#### BRIEF:
The answer must consist of every line below containing "each".

#### DATASET:
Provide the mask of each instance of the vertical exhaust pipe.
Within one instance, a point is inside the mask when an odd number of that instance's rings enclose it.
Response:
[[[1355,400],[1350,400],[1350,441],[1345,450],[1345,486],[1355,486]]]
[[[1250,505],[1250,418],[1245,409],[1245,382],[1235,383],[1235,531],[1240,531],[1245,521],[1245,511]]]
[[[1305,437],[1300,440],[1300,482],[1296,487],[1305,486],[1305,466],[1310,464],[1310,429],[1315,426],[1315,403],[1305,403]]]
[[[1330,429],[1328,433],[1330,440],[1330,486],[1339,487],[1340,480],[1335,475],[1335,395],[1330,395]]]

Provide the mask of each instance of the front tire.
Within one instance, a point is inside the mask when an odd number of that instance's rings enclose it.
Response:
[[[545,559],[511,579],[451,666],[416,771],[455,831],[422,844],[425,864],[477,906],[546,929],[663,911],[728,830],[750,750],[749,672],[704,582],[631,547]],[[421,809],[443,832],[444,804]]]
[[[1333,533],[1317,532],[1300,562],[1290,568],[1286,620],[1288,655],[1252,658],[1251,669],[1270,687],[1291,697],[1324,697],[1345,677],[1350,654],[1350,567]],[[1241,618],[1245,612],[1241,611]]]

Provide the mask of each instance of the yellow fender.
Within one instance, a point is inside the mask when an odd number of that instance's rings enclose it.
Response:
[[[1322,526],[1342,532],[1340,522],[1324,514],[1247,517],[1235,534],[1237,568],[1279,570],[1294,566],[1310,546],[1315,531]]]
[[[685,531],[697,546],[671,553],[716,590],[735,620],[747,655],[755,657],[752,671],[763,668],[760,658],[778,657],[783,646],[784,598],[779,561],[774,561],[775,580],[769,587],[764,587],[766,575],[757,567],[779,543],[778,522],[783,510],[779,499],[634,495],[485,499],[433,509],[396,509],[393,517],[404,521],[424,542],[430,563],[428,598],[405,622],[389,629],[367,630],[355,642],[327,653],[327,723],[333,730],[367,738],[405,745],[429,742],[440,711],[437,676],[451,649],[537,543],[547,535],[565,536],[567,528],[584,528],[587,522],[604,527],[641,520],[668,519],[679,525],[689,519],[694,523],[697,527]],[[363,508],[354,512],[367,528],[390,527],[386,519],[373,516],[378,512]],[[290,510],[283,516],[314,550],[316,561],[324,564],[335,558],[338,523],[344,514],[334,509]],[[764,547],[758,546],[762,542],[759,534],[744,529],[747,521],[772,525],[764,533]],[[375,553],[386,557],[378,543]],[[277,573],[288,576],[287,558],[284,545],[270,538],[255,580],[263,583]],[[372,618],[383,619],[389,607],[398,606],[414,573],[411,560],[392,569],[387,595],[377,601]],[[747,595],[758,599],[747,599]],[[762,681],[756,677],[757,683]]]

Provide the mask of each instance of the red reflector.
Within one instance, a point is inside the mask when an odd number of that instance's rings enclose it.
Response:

#### RESPONSE AREA:
Provide the mask of each instance of the vertical exhaust pipe.
Provide the mask of each instance of the front tire.
Provide the mask of each instance of the yellow fender.
Provide the mask of each instance of the red reflector.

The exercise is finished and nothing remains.